| Directions for this task |
Resume the news report below on Nigeria's primary healthcare workforce, writing on from its final sentence.

| Supplied passage |
- Opening Delimiter -
FG moves for better primary healthcare system
Vice President, Yemi Osinbajo, yesterday, advised that the best way to tackle challenges of healthcare delivery in the country is to address shortage of skilled workers at Primary Healthcare (PHC) facilities across the federation.
He noted that the nation makes up only two per cent of world population, yet accounts for 14 per cent of global maternal death burden, and also loses 2,500 children under the age of five daily due largely to preventable causes, occasioned by lack of services that skilled birth attendants could provide.
Speaking at the launch of Community-based Health Research Innovative Training and Services Programme (CRISP) in Abuja, Osinbajo, who observed that 80 per cent of the deaths occur at the primary healthcare and community levels, advocated swift implementation of the initiative to reverse the unsavoury situation.
He submitted: “There is not a single country in the world that can boast of effective healthcare delivery without adequate and well-distributed human resource for health. No matter how much of a masterpiece the architecture of a health facility is, or how sophisticated the equipment are, or even the availability of the commodities, a health care delivery system will not function optimally if there are not enough skilled workers.”
- Closing Delimiter -
| Given records |
- Opening Delimiter -
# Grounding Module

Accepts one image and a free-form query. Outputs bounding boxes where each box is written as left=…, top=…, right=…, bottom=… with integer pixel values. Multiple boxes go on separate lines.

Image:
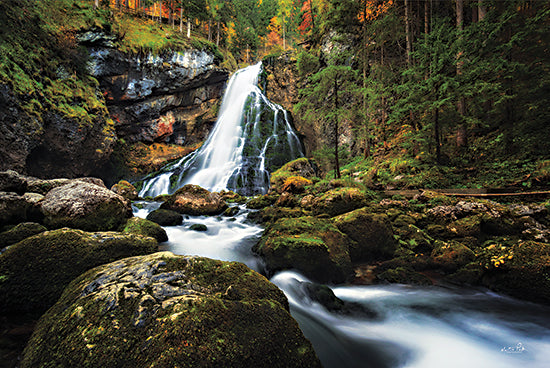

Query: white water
left=139, top=63, right=303, bottom=197
left=134, top=205, right=550, bottom=368
left=134, top=64, right=550, bottom=368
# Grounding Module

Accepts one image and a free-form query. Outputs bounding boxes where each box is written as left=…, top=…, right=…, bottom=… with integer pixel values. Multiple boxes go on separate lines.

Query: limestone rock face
left=0, top=228, right=158, bottom=313
left=88, top=47, right=228, bottom=145
left=41, top=181, right=132, bottom=231
left=21, top=252, right=320, bottom=367
left=160, top=184, right=227, bottom=216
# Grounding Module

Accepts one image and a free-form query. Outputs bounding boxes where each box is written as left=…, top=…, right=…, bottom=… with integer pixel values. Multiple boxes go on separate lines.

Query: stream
left=134, top=64, right=550, bottom=368
left=134, top=202, right=550, bottom=368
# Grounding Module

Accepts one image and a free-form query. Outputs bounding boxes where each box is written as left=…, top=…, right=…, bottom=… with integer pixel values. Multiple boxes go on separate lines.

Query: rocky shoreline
left=0, top=165, right=550, bottom=367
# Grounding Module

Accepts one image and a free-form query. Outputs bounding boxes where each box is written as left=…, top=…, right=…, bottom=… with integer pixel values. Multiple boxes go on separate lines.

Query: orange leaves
left=357, top=0, right=393, bottom=23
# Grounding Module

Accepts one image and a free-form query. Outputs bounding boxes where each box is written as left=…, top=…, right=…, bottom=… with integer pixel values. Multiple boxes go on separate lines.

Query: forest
left=96, top=0, right=550, bottom=187
left=0, top=0, right=550, bottom=368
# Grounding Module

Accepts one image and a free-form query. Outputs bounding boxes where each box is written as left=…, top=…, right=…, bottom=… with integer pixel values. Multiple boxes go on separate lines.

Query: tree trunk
left=216, top=21, right=220, bottom=47
left=180, top=7, right=183, bottom=33
left=456, top=0, right=468, bottom=147
left=405, top=0, right=412, bottom=65
left=424, top=0, right=432, bottom=35
left=434, top=108, right=441, bottom=165
left=477, top=0, right=487, bottom=22
left=334, top=76, right=342, bottom=179
left=283, top=14, right=286, bottom=50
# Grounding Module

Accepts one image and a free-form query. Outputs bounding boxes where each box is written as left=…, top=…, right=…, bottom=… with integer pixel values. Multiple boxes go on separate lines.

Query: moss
left=253, top=217, right=352, bottom=282
left=313, top=187, right=369, bottom=216
left=0, top=228, right=157, bottom=312
left=21, top=256, right=320, bottom=367
left=122, top=217, right=168, bottom=243
left=431, top=241, right=475, bottom=272
left=281, top=176, right=313, bottom=193
left=246, top=194, right=278, bottom=210
left=333, top=208, right=397, bottom=262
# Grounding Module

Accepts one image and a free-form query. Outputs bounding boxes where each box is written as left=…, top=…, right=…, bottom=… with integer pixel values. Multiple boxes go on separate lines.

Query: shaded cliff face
left=264, top=53, right=356, bottom=162
left=88, top=39, right=228, bottom=146
left=0, top=31, right=228, bottom=182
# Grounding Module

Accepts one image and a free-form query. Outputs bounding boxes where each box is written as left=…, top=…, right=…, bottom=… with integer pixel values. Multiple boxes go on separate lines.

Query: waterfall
left=139, top=63, right=303, bottom=197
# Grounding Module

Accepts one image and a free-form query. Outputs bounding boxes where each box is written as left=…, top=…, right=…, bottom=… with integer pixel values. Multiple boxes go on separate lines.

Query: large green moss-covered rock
left=312, top=187, right=368, bottom=216
left=479, top=239, right=550, bottom=304
left=333, top=207, right=397, bottom=262
left=122, top=217, right=168, bottom=243
left=41, top=181, right=132, bottom=231
left=160, top=184, right=227, bottom=216
left=270, top=157, right=317, bottom=193
left=0, top=228, right=158, bottom=312
left=253, top=217, right=353, bottom=282
left=21, top=252, right=320, bottom=368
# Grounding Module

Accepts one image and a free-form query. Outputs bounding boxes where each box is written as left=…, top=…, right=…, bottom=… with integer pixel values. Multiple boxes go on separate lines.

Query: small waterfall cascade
left=139, top=63, right=304, bottom=197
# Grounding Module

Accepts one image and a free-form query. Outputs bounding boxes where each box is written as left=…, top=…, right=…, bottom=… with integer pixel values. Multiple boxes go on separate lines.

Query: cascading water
left=135, top=64, right=550, bottom=368
left=139, top=63, right=303, bottom=197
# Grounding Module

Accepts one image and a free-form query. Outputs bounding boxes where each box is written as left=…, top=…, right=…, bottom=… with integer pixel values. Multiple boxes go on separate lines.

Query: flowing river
left=134, top=64, right=550, bottom=368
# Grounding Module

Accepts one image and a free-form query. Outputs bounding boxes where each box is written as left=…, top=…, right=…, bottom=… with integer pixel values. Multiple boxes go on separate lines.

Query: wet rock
left=313, top=187, right=374, bottom=216
left=0, top=170, right=27, bottom=195
left=270, top=157, right=318, bottom=193
left=41, top=181, right=132, bottom=231
left=431, top=241, right=476, bottom=273
left=333, top=208, right=397, bottom=262
left=253, top=217, right=353, bottom=283
left=223, top=206, right=240, bottom=217
left=122, top=217, right=168, bottom=243
left=189, top=224, right=208, bottom=231
left=146, top=209, right=183, bottom=226
left=160, top=184, right=227, bottom=216
left=0, top=192, right=31, bottom=225
left=478, top=238, right=550, bottom=304
left=246, top=194, right=279, bottom=210
left=111, top=180, right=138, bottom=201
left=0, top=228, right=158, bottom=313
left=0, top=222, right=48, bottom=249
left=21, top=252, right=320, bottom=368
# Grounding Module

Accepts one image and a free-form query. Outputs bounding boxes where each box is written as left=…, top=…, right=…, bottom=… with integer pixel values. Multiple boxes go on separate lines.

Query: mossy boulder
left=111, top=180, right=138, bottom=201
left=0, top=228, right=158, bottom=312
left=333, top=207, right=397, bottom=262
left=478, top=239, right=550, bottom=304
left=253, top=216, right=353, bottom=283
left=146, top=208, right=183, bottom=226
left=0, top=222, right=48, bottom=249
left=21, top=252, right=321, bottom=368
left=431, top=240, right=476, bottom=272
left=122, top=217, right=168, bottom=243
left=281, top=176, right=313, bottom=194
left=270, top=157, right=317, bottom=193
left=41, top=181, right=132, bottom=231
left=27, top=177, right=107, bottom=195
left=0, top=192, right=32, bottom=225
left=160, top=184, right=227, bottom=216
left=0, top=170, right=27, bottom=194
left=246, top=194, right=279, bottom=210
left=312, top=187, right=368, bottom=216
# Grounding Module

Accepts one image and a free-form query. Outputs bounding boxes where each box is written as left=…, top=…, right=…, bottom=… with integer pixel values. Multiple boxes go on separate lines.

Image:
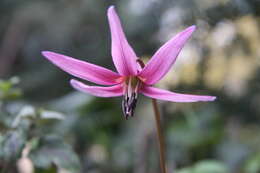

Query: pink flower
left=42, top=6, right=216, bottom=118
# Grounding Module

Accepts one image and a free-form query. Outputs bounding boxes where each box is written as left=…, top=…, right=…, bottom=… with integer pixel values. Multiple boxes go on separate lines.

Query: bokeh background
left=0, top=0, right=260, bottom=173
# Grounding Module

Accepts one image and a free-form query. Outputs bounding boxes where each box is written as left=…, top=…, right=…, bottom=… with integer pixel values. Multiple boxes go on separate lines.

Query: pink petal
left=140, top=86, right=216, bottom=102
left=70, top=79, right=123, bottom=97
left=42, top=51, right=121, bottom=85
left=139, top=26, right=196, bottom=85
left=107, top=6, right=137, bottom=76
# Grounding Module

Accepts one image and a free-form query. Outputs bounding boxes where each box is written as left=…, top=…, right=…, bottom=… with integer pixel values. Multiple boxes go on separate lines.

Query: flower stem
left=152, top=99, right=166, bottom=173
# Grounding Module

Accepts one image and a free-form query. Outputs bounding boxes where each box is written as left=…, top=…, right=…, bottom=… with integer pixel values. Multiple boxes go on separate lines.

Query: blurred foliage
left=0, top=0, right=260, bottom=173
left=0, top=78, right=80, bottom=173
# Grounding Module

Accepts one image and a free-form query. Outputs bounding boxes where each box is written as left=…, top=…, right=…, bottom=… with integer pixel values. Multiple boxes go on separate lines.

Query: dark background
left=0, top=0, right=260, bottom=173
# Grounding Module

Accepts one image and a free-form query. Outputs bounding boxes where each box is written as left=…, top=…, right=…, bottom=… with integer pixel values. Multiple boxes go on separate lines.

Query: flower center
left=122, top=76, right=141, bottom=119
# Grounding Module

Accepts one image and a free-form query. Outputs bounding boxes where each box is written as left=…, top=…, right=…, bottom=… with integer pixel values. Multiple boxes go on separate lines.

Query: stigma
left=122, top=76, right=141, bottom=119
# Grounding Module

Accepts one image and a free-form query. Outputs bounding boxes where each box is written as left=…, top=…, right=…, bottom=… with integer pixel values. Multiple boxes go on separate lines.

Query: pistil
left=122, top=76, right=141, bottom=119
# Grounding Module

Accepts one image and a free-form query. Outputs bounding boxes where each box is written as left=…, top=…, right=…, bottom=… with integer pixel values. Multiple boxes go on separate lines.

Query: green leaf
left=0, top=131, right=26, bottom=160
left=30, top=136, right=80, bottom=173
left=194, top=160, right=228, bottom=173
left=244, top=153, right=260, bottom=173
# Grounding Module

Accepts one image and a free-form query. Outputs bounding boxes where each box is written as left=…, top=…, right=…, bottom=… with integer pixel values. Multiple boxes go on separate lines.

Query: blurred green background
- Closing Delimiter -
| Written response |
Represented by the Minister of Women Affairs, Dame Pauline Talen, the Vice President described CRISP as an innovative programme aimed at addressing the “most critical challenges facing our health sector in Nigeria like the dearth of human resource for health, especially at primary healthcare level.”
He stressed that effective implementation of the initiative would address universal health coverage and ensure reduction in preventable maternal and child mortalities in the country.
In his speech, Minister of Health, Dr. Osagie Ehanire, indicated that inadequate human resource was discouraging the available professionals from discharging their services in rural communites. Instead, they opt for urban settings.
He explained that the CRISP initiative “is one of our programmatic ways of achieving the first of our interrelated four-point agenda on PHC transformation in Nigeria. CRISP is a partnership among the National Primary Health Care Development Agency (NPHCDA), tertiary teaching hospitals, Federal Medical Centres (FMCs), State Primary Health Care Boards, Local Government Areas and communities to support PHC development.
“The initiative will leverage our teaching hospitals and FMCs in all states of the federation to pool skilled healthcare workers for PHCs, where they will routinely provide services and mentorship, as well as build capacity of the PHC workers. CRISP has been carefully conceptualised and designed in ways that would be helpful towards realisation of government’s vision of Universal Health Coverage (UHC),” Ehanire added.
NPHCDA Executive Director, Dr. Faisal Shuaib, in his presentation, said though Nigeria has the largest economy in Africa, it also boasts of the unenviable record of the worst health indices.
He noted that in a world, where people are living up to over 100 years, the life expectancy of Nigerians still hovers around 54, adding that with the way the country is going, “we are not on track to achieving the Sustainable Development Goals (SDGs) or UHC by 2030.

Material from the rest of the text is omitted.